_Listed records_:

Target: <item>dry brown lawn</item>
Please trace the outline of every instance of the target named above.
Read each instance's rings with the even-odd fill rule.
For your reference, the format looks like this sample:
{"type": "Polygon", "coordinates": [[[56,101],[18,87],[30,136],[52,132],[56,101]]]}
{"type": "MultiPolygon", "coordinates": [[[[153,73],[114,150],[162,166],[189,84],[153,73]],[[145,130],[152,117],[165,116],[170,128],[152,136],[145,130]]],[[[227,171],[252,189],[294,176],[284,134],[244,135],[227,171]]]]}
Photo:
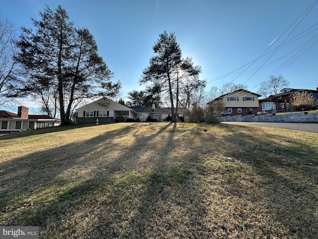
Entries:
{"type": "Polygon", "coordinates": [[[73,127],[0,136],[0,226],[41,239],[318,238],[317,133],[73,127]]]}

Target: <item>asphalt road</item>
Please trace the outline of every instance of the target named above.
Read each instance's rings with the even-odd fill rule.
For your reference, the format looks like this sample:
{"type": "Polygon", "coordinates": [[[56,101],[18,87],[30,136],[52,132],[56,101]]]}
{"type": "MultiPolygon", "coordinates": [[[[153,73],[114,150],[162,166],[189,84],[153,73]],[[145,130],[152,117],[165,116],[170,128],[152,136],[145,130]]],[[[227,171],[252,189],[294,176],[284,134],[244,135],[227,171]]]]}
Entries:
{"type": "Polygon", "coordinates": [[[308,131],[318,133],[318,123],[268,123],[260,122],[222,122],[222,123],[245,124],[277,128],[288,128],[295,130],[308,131]]]}

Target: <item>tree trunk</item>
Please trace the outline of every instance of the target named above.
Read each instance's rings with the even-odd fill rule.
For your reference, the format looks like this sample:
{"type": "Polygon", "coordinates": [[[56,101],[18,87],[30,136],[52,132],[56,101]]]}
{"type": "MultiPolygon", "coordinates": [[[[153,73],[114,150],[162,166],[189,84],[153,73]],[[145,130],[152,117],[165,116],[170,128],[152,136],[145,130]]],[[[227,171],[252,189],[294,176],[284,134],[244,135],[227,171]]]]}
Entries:
{"type": "Polygon", "coordinates": [[[60,31],[60,45],[59,49],[59,58],[58,59],[58,92],[59,93],[59,101],[60,103],[60,114],[62,124],[65,124],[67,121],[64,110],[64,94],[63,94],[63,76],[62,72],[62,58],[63,52],[63,30],[61,26],[60,31]]]}
{"type": "Polygon", "coordinates": [[[178,120],[178,102],[179,102],[179,75],[177,72],[177,95],[176,102],[175,103],[175,116],[174,117],[175,123],[177,122],[178,120]]]}

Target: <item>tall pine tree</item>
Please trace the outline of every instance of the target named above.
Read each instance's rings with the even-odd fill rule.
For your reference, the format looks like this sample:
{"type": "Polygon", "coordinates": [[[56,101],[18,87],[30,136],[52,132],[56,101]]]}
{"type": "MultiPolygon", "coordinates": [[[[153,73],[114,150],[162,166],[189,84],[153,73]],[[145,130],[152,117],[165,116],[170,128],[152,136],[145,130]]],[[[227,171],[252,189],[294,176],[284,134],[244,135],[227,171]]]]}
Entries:
{"type": "Polygon", "coordinates": [[[32,19],[36,32],[22,28],[17,43],[16,59],[26,77],[15,95],[40,96],[43,102],[45,96],[47,108],[48,99],[58,102],[62,124],[68,124],[83,99],[113,96],[121,85],[110,81],[113,74],[98,55],[93,36],[76,29],[61,6],[54,11],[47,6],[39,15],[32,19]]]}

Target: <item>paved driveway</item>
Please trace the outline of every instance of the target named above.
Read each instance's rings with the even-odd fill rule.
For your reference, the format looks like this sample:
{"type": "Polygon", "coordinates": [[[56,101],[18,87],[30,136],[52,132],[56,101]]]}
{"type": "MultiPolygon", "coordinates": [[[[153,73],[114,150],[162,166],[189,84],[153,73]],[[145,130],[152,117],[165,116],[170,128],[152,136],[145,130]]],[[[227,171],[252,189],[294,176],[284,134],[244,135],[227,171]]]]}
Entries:
{"type": "Polygon", "coordinates": [[[288,128],[295,130],[308,131],[318,133],[318,123],[268,123],[261,122],[222,122],[222,123],[245,124],[277,128],[288,128]]]}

_Stated task_: Copy the data character for character, but drop all pictures from the copy.

_Written solution_:
Target: <item>dry brown lawn</item>
Please trace the outline of every instance of the target named above.
Read each instance's rings with the even-odd fill rule.
For your reference, the format looks like this sample:
{"type": "Polygon", "coordinates": [[[56,101],[18,87],[30,136],[52,132],[56,101]]]}
{"type": "MultiPolygon", "coordinates": [[[[153,73],[114,150],[162,166],[189,84],[153,73]],[[145,130],[152,117],[165,116],[170,128],[152,136],[145,130]]],[[[227,171],[252,189],[294,176],[284,134],[244,135],[227,171]]]]}
Photo:
Entries:
{"type": "Polygon", "coordinates": [[[73,127],[0,136],[0,226],[41,239],[318,238],[317,133],[73,127]]]}

Target: <item>asphalt road</item>
Please trace the outline of every instance of the target named above.
Read each instance's rings with the even-odd fill rule.
For your reference, the format looks like this sample:
{"type": "Polygon", "coordinates": [[[56,101],[18,87],[30,136],[52,132],[56,101]]]}
{"type": "MultiPolygon", "coordinates": [[[[153,73],[114,150],[162,166],[189,84],[153,73]],[[145,130],[152,117],[165,116],[170,128],[152,136],[145,130]]],[[[227,171],[252,189],[294,176],[284,134],[244,135],[227,171]]]]}
Entries:
{"type": "Polygon", "coordinates": [[[308,131],[318,133],[318,123],[268,123],[260,122],[222,122],[222,123],[245,124],[277,128],[288,128],[295,130],[308,131]]]}

Target: <item>tree trunk</item>
Please trace the outline of every instance of the target named above.
Read each instance's rings with the even-odd fill rule.
For your reference, the format looks like this sample:
{"type": "Polygon", "coordinates": [[[56,101],[18,87],[30,136],[52,132],[56,101]]]}
{"type": "MultiPolygon", "coordinates": [[[[153,73],[114,150],[162,166],[189,84],[153,73]],[[145,130],[152,117],[165,116],[170,128],[152,136],[145,130]]],[[[227,171],[252,189],[294,176],[284,134],[244,135],[227,171]]]]}
Entries:
{"type": "Polygon", "coordinates": [[[60,31],[60,45],[59,49],[59,58],[58,59],[58,92],[59,93],[59,101],[60,103],[60,114],[62,124],[65,124],[67,121],[64,110],[64,94],[63,94],[63,76],[62,72],[62,58],[63,52],[63,30],[61,26],[60,31]]]}
{"type": "Polygon", "coordinates": [[[178,120],[178,102],[179,102],[179,75],[177,72],[177,95],[176,102],[175,103],[175,116],[174,117],[175,123],[177,122],[178,120]]]}

Target: <item>tall pine tree</item>
Please trace the outline of every instance of the target named above.
Read each instance's rings with the even-odd fill rule.
For your reference, the format looks like this sample:
{"type": "Polygon", "coordinates": [[[56,101],[18,87],[30,136],[52,132],[56,101]]]}
{"type": "MultiPolygon", "coordinates": [[[[153,73],[114,150],[162,166],[189,84],[153,73]],[[145,130],[152,117],[165,116],[170,128],[152,136],[145,130]]],[[[227,171],[252,189],[294,176],[284,134],[244,135],[227,171]]]]}
Entries:
{"type": "Polygon", "coordinates": [[[32,19],[36,32],[22,28],[17,43],[16,59],[26,77],[15,95],[40,96],[43,102],[45,96],[47,108],[48,99],[58,102],[62,124],[68,124],[83,99],[113,96],[121,85],[110,81],[113,74],[98,55],[93,36],[76,29],[61,6],[54,11],[47,6],[39,15],[32,19]]]}

Target: <item>paved driveway</item>
Please trace the outline of every instance of the target named above.
Read each instance's rings with the even-odd fill rule.
For your reference, the format looks like this sample:
{"type": "Polygon", "coordinates": [[[56,101],[18,87],[30,136],[52,132],[56,101]]]}
{"type": "MultiPolygon", "coordinates": [[[[153,73],[114,150],[162,166],[189,84],[153,73]],[[145,130],[152,117],[165,116],[170,128],[152,136],[145,130]]],[[[227,171],[252,189],[294,176],[284,134],[244,135],[227,171]]]]}
Entries:
{"type": "Polygon", "coordinates": [[[288,128],[295,130],[308,131],[318,133],[318,123],[268,123],[261,122],[222,122],[222,123],[245,124],[277,128],[288,128]]]}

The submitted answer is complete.